#### [EXTRACT TO READ]
+ + + +

Recent imaging studies in humans suggest similarities in the cortical activity accompanying CPM and MIA. La Cesa et al44 utilized functional magnetic resonance imaging and reported activity in several cortical structures in response to cold water hand immersion. These regions included medial areas of the postcentralgyrus bilaterally, the secondary somatosensory cortex (S2), posterior areas of the insular cortex, regions of the cingulate cortex and the cerebellum. Cortical activity has also been shown in other areas during CPM such as thalamus, medulla, amygdala,45 supplementary motor area, and prefrontal cortex.46 Previous research has also47 found that MIA is associated with immediate changes in functional cortical connectivity of S1, posterior insular cortex, posterior cingulate cortex, and the periaqueductal gray region in experimentally induced low back pain. Other brain areas such as S2, premotor, and supplementary areas, amygdala, insula, anterior cingulate cortex, thalamus,48 anterior cerebellum, and frontal cortex were also active during manual therapy.49 These data suggest that both CPM and MIA are mediated by similar cortical structures, which supports the hypothesis of overlapping cortical and descending neuronal networks being responsible for both forms of analgesia.

+ + + +

#### [SUPPLIED RECORDS]
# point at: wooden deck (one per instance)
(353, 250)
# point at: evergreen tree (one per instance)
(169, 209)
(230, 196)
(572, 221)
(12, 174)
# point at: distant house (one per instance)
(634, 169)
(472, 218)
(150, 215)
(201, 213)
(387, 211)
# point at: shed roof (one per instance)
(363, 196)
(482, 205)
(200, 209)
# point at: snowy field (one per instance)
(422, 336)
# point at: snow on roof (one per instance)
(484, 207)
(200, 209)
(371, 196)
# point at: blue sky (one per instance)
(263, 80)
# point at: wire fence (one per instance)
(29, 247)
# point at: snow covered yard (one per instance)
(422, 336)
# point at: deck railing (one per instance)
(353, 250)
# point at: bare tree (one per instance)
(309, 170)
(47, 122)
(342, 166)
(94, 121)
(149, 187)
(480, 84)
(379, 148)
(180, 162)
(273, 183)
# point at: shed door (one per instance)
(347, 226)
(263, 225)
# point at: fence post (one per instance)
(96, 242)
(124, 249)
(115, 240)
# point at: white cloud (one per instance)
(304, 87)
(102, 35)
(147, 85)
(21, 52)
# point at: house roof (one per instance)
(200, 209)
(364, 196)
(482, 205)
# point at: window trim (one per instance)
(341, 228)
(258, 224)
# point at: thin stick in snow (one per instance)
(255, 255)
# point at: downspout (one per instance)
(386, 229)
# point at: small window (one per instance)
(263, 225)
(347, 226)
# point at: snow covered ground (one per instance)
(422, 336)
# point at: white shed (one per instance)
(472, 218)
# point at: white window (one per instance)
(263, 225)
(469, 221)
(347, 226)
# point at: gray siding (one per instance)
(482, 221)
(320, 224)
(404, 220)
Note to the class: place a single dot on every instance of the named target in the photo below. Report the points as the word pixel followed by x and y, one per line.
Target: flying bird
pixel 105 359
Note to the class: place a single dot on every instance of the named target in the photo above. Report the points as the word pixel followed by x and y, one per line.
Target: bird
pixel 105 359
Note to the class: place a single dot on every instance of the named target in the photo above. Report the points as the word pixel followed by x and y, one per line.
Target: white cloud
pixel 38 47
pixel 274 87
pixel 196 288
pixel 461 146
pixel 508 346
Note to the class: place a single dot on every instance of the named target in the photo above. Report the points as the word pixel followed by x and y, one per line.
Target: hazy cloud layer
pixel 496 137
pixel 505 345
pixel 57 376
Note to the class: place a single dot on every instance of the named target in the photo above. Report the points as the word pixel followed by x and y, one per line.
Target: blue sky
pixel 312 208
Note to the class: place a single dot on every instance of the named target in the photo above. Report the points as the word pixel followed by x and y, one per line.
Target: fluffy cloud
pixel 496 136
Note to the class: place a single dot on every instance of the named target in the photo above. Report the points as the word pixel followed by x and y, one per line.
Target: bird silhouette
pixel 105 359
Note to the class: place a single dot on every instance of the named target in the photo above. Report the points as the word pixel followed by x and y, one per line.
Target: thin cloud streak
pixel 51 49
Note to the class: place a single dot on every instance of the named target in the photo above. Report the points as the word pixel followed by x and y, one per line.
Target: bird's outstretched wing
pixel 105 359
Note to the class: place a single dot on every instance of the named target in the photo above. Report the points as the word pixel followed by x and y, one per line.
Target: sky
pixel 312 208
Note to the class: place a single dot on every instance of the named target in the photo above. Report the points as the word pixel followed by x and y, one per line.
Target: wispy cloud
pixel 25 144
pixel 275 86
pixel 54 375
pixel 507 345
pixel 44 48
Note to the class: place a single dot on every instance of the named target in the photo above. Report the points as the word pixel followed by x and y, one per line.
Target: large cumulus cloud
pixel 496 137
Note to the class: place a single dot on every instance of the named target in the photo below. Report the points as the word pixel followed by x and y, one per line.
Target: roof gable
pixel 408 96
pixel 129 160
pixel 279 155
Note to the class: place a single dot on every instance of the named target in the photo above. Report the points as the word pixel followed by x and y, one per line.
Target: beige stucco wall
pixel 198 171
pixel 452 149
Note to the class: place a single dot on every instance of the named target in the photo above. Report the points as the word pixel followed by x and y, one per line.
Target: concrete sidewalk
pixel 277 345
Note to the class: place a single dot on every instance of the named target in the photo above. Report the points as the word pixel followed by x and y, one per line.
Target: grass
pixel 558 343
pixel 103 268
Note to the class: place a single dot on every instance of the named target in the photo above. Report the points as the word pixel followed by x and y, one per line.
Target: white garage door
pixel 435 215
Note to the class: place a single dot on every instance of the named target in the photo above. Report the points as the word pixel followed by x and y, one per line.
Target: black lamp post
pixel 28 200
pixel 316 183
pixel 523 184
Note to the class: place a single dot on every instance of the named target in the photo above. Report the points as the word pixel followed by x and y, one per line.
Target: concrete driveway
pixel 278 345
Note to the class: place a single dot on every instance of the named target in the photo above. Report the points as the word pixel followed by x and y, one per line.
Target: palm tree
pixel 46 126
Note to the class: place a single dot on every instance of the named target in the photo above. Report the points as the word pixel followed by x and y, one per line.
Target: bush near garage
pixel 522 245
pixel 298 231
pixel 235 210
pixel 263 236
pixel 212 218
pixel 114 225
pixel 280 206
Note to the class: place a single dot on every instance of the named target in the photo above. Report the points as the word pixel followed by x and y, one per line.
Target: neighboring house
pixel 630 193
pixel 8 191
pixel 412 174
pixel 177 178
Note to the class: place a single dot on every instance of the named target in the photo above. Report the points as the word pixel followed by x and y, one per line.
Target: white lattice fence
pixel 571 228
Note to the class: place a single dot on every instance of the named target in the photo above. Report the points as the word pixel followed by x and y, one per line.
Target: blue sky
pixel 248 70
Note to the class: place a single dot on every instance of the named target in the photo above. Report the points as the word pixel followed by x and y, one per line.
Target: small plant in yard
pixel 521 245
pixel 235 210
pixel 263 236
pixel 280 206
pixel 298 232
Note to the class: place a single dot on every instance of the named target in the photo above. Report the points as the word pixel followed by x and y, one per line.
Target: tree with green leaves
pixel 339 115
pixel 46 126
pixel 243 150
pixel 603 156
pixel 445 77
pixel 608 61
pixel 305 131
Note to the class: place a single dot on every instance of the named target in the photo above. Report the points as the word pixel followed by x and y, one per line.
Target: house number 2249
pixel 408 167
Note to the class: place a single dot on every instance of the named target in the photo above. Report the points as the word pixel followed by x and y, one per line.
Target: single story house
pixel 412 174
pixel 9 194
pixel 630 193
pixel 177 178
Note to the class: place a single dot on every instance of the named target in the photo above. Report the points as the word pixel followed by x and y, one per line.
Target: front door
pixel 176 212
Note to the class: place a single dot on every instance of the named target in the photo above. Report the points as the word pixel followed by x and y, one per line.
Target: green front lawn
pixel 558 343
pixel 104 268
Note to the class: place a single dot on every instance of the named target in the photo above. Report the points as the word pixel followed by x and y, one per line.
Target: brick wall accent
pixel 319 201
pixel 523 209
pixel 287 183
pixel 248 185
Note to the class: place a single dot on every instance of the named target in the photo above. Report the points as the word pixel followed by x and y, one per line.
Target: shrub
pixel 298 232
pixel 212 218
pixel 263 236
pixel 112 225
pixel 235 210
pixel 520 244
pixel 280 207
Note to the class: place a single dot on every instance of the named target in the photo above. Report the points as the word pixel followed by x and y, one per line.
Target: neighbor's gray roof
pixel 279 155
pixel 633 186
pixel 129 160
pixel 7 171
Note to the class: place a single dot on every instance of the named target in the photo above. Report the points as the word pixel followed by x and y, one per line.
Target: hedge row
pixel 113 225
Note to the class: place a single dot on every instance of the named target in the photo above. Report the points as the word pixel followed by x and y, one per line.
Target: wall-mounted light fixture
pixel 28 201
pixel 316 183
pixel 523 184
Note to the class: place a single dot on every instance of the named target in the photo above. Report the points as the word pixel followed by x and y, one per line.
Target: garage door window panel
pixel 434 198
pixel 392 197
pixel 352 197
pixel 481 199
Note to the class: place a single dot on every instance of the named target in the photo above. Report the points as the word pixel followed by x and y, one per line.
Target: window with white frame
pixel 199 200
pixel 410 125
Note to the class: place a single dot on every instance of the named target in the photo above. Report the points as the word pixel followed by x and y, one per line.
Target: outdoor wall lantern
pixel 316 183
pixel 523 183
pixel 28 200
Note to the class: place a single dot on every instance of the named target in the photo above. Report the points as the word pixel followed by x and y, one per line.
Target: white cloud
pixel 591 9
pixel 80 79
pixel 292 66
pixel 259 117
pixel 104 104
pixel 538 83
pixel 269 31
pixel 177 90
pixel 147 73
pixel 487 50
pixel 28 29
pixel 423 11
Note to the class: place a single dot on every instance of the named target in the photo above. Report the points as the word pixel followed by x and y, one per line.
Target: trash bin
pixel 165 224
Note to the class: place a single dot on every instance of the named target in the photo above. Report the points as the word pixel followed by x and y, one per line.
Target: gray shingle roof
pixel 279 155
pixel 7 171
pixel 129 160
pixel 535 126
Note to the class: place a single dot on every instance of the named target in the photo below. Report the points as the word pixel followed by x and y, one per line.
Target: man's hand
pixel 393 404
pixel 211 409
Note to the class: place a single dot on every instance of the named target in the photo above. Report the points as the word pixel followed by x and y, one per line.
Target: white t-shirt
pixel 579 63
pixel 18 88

+ + + +

#### [TASK BRIEF]
In the passage on cortical activity during CPM and MIA, what stimulus did La Cesa et al use to elicit the cortical responses they reported? Rely only on the passage; disregard the material.

#### [REPLY]
Cold water hand immersion.